_What the task asks_
Give back all the entries below. Omit none of them.

Top of Supplied information

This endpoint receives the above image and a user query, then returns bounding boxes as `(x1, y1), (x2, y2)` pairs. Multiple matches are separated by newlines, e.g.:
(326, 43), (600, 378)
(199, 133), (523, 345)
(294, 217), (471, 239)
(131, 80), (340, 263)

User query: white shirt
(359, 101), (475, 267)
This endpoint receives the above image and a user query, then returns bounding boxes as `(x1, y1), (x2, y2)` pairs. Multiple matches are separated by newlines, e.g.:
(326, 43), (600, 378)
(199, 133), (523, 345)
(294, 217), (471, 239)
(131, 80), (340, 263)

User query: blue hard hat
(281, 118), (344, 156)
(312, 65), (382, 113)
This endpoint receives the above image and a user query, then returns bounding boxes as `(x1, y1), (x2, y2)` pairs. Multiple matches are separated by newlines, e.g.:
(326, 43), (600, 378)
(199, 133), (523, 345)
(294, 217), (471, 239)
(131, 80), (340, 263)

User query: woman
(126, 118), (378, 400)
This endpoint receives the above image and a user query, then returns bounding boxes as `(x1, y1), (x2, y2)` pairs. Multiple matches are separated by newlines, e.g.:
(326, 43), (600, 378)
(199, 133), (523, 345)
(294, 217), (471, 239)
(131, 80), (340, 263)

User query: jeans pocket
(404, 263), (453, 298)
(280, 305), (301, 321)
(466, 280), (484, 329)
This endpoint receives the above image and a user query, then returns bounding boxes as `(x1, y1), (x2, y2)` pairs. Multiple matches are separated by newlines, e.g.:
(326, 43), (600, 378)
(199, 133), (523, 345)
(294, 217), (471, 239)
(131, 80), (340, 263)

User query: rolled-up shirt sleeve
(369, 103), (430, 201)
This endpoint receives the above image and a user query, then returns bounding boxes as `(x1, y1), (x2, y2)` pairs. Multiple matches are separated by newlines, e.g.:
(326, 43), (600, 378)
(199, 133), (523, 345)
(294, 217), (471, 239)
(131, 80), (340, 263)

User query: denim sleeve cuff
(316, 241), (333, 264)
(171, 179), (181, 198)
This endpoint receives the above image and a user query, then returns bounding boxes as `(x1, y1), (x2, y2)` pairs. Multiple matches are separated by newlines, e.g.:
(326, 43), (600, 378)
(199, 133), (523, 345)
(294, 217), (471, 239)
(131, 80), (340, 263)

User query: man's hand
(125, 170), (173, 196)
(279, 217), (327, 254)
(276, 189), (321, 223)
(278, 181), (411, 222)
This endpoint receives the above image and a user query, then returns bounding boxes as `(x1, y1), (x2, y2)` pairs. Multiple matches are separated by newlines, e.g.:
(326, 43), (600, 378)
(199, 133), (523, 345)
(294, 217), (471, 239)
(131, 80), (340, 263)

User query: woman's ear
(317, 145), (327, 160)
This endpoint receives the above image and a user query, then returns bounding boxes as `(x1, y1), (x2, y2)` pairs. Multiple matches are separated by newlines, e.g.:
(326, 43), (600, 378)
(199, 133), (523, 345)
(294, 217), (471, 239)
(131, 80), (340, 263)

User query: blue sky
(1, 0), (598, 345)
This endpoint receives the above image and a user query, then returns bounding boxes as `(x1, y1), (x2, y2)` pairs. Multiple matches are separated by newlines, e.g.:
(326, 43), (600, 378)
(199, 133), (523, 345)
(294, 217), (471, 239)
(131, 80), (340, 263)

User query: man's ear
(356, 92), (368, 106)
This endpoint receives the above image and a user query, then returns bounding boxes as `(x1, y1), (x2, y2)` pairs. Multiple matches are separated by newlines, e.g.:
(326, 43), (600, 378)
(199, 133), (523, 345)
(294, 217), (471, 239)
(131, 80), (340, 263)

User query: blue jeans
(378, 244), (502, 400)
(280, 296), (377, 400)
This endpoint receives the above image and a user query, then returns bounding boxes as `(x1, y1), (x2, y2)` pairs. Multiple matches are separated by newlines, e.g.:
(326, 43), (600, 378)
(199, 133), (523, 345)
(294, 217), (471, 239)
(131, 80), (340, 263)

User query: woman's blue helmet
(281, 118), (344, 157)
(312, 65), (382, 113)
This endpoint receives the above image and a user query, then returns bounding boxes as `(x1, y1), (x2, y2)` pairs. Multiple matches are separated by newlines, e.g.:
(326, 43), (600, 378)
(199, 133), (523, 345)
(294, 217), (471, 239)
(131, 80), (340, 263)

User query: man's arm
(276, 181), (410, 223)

Bottom of Supplied information

_Written reply_
This endpoint receives the above image and a user query, then returns bounding boxes as `(x1, y1), (x2, y2)` pairs. Multiple matches are separated by newlines, e.g.:
(326, 43), (600, 378)
(199, 133), (523, 345)
(294, 217), (471, 239)
(131, 80), (340, 263)

User query: white shirt
(359, 101), (475, 267)
This endpoint receives the above image and a user query, then returns bounding boxes as `(x1, y1), (x2, y2)` pairs. Multiple matches are separated by newlines, e.g.:
(326, 43), (600, 378)
(199, 133), (523, 345)
(294, 217), (471, 239)
(131, 80), (340, 263)

User query: blue hard hat
(281, 118), (344, 156)
(312, 65), (382, 113)
This endpoint receives the above image and a user query, then returns bounding boxes as `(x1, y1), (x2, y2)` pairs. Multiple matches are separated by newlines, e.g.:
(326, 43), (600, 378)
(199, 133), (523, 345)
(294, 217), (471, 239)
(131, 80), (340, 263)

User query: woman
(126, 118), (378, 400)
This endpoint receives the above image and a user query, then returns bounding boxes as `(x1, y1), (x2, y2)` pairs. Multiple matches are separated by newlines, e.g.:
(326, 43), (600, 378)
(199, 133), (523, 345)
(294, 217), (471, 239)
(131, 80), (340, 263)

User query: jeans pocket
(404, 263), (453, 298)
(280, 305), (301, 321)
(466, 280), (484, 329)
This endpoint receives the above image and a user query, then returns bounding boxes as `(x1, y1), (x2, y2)` pairs. Multiple matches are separated by newlines, e.g.:
(326, 43), (600, 378)
(199, 133), (523, 345)
(294, 217), (471, 239)
(131, 80), (340, 263)

User query: rolled-up shirt sleeve
(369, 103), (430, 201)
This endpoint receives the above image and a user query, then returns bounding boxes as `(x1, y1), (x2, y2)` pairs. Multiple matches are separated by newlines, e.g.:
(326, 43), (600, 378)
(199, 133), (523, 345)
(294, 217), (471, 239)
(131, 80), (340, 263)

User query: denim sleeve cuff
(316, 241), (333, 264)
(171, 179), (181, 198)
This endpoint receives the above image and a user query, then returns bounding boxes as `(x1, y1), (x2, y2)` pairs. Multiple matches are separated by newlines, e.g.:
(326, 43), (600, 378)
(199, 133), (523, 345)
(294, 217), (471, 239)
(131, 80), (340, 263)

User query: man's hand
(125, 170), (173, 196)
(279, 217), (327, 254)
(276, 189), (321, 223)
(278, 181), (411, 222)
This endpoint receives the above image and a user query, then returns bounding boxes as `(x1, y1), (x2, y2)` pairs. Multiple matches are separated by newlines, e.g.:
(326, 43), (600, 378)
(199, 133), (523, 345)
(294, 217), (471, 239)
(131, 80), (340, 263)

User query: woman's ear
(317, 145), (327, 160)
This endpoint receives the above image and a user query, then returns bounding boxes as `(x1, y1), (x2, y2)` pairs. Multiple matches are separated by newlines, e.g.:
(326, 43), (600, 378)
(199, 133), (523, 345)
(294, 217), (471, 239)
(131, 80), (340, 263)

User query: blue sky
(1, 0), (598, 345)
This endpoint receives the above image and a user query, then returns bounding boxes as `(x1, y1), (x2, y2)` pairs. Multiple matches are separated by newlines, e.g.:
(326, 43), (600, 378)
(199, 133), (523, 345)
(294, 217), (471, 239)
(131, 80), (340, 263)

User query: man's ear
(356, 92), (368, 106)
This endpoint receives the above image and a user query, then returns bounding boxes as `(x1, y1), (x2, y2)` pairs. Multiple matches are separated by newlines, e.g.:
(326, 43), (600, 378)
(199, 133), (523, 345)
(294, 217), (471, 239)
(131, 80), (340, 263)

User query: blue jeans
(378, 244), (502, 400)
(280, 296), (377, 400)
This endpoint receives the above image and a user query, then returns bounding boxes as `(x1, y1), (x2, y2)` pairs. Multiple matches are separated by newlines, e.g.:
(326, 43), (600, 378)
(199, 133), (523, 345)
(294, 217), (471, 239)
(131, 80), (340, 263)

User query: woman's blue helmet
(281, 118), (344, 157)
(312, 65), (382, 113)
This endpoint receives the above image and a user query, then returns bounding boxes as `(x1, y1), (x2, y2)` pairs. Multiple matches are separated by newlines, e.g.:
(326, 43), (600, 378)
(199, 133), (523, 345)
(294, 217), (471, 239)
(131, 80), (340, 263)

User query: man's arm
(276, 181), (410, 223)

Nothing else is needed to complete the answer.